Dataset content:
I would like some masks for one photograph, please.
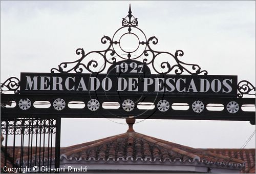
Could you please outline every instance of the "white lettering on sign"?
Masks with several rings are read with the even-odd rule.
[[[131,63],[132,64],[132,63]],[[126,64],[127,66],[129,64]],[[132,64],[133,70],[138,68],[135,64]],[[124,71],[126,66],[123,64],[121,67]],[[120,71],[122,70],[120,70]],[[134,70],[135,71],[135,70]],[[106,92],[166,92],[178,94],[182,93],[210,93],[215,94],[234,94],[234,84],[235,78],[202,78],[200,77],[191,77],[182,76],[172,78],[153,78],[151,75],[148,77],[139,76],[139,78],[131,77],[126,74],[124,76],[111,78],[111,76],[106,77],[106,75],[97,75],[96,77],[92,77],[90,75],[72,75],[67,76],[52,77],[51,75],[45,75],[40,76],[24,76],[26,80],[22,83],[24,87],[21,87],[24,91],[43,91],[53,92],[65,91],[101,91]],[[167,75],[166,75],[168,77]]]
[[[33,80],[31,80],[31,77],[30,76],[26,76],[26,90],[37,90],[37,78],[38,77],[35,76],[33,77]],[[28,85],[29,89],[28,88]]]

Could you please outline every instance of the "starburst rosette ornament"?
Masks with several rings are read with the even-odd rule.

Stated goal: Please retype every one of the rows above word for word, leaving out the picture.

Answer in full:
I would like some masks for one photograph, please.
Could you please outline every instance of the "white lettering on sign"?
Masks with several rings are read with the even-odd rule.
[[[131,63],[132,64],[132,63]],[[126,64],[127,66],[129,64]],[[132,64],[133,70],[138,68],[135,64]],[[124,71],[126,66],[123,64],[121,67]],[[120,71],[122,70],[120,70]],[[134,70],[135,71],[135,70]],[[106,92],[166,92],[178,94],[182,93],[210,93],[215,94],[234,94],[234,84],[235,78],[202,78],[200,77],[191,77],[182,76],[172,78],[153,78],[151,75],[148,77],[139,76],[139,78],[131,77],[126,74],[124,76],[111,78],[111,76],[106,77],[106,75],[97,75],[96,77],[92,77],[90,75],[72,75],[67,76],[52,77],[51,75],[45,75],[40,76],[24,76],[26,80],[22,83],[24,87],[21,87],[24,91],[43,91],[53,92],[65,91],[101,91]],[[167,75],[166,75],[168,77]]]
[[[33,80],[31,80],[31,77],[30,76],[26,76],[26,90],[37,90],[37,78],[38,77],[35,76],[33,77]],[[28,85],[29,89],[28,88]]]

Could you please outline every instance of the "starburst rosette ornament"?
Masks with several rings are read with the even-odd rule.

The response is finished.